## Your task
Find the line containing "For the benchmark, mark every instance of the church roof". Retype it and every line after it through the end of the entries, exactly as written, with nothing added.

══ Dataset extract

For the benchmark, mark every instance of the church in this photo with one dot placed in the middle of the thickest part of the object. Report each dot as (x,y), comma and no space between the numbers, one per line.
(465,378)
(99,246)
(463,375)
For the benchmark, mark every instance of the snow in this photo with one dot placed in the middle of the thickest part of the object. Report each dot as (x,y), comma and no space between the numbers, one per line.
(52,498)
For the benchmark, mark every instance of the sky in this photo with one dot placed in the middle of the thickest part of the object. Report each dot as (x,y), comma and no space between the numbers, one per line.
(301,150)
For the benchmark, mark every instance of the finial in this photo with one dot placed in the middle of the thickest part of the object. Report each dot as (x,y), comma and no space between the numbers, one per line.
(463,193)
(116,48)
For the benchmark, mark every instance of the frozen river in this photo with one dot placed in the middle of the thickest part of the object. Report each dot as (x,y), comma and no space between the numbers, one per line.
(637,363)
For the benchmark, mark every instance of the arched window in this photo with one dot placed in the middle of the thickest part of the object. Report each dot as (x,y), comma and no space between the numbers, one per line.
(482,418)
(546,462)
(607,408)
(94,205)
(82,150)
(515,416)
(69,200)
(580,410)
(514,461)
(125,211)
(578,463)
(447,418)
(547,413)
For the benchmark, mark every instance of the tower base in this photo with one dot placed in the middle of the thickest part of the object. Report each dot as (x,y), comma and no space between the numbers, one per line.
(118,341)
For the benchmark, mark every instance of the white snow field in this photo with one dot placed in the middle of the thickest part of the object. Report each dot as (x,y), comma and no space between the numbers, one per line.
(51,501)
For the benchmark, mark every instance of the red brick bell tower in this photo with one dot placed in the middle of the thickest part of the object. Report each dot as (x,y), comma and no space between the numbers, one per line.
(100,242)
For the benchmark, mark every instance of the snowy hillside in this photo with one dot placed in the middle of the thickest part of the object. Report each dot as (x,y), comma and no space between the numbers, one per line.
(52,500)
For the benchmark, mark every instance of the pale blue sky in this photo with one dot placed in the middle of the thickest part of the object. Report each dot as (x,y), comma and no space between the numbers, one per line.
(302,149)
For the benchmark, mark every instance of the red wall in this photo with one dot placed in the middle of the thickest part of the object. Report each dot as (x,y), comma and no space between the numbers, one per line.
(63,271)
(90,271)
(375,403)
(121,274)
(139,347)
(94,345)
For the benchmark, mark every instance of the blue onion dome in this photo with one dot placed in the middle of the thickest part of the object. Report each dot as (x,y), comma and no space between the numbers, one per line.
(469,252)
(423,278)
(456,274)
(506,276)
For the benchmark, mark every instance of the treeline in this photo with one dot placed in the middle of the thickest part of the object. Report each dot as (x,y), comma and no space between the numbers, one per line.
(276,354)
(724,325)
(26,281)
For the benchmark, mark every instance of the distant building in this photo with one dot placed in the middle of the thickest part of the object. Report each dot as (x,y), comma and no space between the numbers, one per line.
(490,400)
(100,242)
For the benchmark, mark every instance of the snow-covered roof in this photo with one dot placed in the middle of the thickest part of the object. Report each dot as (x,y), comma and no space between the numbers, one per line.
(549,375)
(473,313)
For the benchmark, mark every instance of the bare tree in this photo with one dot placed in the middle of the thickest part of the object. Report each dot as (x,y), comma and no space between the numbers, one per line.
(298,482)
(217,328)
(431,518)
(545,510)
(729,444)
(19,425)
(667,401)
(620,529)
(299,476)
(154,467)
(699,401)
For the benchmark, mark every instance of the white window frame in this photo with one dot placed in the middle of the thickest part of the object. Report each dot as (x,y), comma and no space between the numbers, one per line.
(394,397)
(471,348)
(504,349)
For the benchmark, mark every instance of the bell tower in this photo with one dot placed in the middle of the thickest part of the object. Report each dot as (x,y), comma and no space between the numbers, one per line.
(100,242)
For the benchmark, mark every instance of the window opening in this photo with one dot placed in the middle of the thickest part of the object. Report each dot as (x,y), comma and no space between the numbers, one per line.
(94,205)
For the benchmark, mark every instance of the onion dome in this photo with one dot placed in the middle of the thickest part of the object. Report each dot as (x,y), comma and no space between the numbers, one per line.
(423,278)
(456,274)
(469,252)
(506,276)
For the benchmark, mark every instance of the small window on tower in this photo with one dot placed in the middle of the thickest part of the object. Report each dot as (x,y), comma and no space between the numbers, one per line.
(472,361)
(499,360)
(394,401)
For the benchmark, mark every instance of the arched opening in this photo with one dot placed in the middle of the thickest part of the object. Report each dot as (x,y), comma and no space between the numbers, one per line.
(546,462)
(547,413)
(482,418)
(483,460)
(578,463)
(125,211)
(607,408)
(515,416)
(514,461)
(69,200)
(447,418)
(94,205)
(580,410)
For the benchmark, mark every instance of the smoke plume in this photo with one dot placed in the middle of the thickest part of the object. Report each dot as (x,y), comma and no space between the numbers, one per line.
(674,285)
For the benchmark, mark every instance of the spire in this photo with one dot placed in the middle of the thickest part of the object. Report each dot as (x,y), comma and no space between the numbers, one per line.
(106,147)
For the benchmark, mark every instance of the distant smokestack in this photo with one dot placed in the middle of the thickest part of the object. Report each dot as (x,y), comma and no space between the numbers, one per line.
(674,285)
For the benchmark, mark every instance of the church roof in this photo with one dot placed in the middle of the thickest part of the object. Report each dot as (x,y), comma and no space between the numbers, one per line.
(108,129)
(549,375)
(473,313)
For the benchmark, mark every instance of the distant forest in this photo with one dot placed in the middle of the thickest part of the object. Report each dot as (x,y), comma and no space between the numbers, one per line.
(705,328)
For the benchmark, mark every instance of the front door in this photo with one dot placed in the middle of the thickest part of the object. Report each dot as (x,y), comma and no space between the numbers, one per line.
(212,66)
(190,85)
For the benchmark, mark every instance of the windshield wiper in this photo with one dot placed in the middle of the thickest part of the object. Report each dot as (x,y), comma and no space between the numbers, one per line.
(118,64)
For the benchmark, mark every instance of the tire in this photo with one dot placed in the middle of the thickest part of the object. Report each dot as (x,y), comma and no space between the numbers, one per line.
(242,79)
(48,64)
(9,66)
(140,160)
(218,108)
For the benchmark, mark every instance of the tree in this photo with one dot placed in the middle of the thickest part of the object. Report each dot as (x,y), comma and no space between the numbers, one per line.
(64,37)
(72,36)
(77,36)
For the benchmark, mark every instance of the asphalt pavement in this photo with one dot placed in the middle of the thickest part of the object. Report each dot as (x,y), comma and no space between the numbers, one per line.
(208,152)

════

## Written reply
For the benchmark, mark every instance of the church roof in this photo with one dot placed in the middle of the thickest part of the object. Report each dot as (x,y), comma and no space between the numbers, one per line.
(108,129)
(549,375)
(473,313)
For the benchmark, mark every instance of the distant forest in this photo with one dot placed in the middle of the thickest part of the object. Report each dot as (x,y), comma and no space between the numbers, one per line.
(705,328)
For the benchmark, mark every instance of the front door in this photo with one dot placed in the middle of the thickest part of the object. Report each dot as (x,y), comma and no space between the numbers, one per line.
(212,66)
(190,85)
For the benchmark, mark every instance of the windshield wiper in this photo with one dot placed in the middle of the thickest part of the object. Report each dot as (x,y), comma and no space between the numbers, one per line.
(118,64)
For the benchmark, mark every instance of the tire in this photo with one dot placed in the middle of the thickest part of the object. Report each dot as (x,y), comma and no space between the numbers, one per line.
(242,79)
(48,64)
(9,66)
(140,160)
(218,108)
For the benchmark, mark every instance of the tree in this photo with one dot placed in the middle of the thickest part of the object. Report each dot as (x,y), comma and no space between the numbers, one per line.
(64,37)
(72,36)
(77,36)
For the benchmark, mark every instance of the asphalt pavement in this photo with one dot placed in the middle of the thickest part of the object. Report each dot as (x,y), comma and no space between the numbers, one per line.
(208,152)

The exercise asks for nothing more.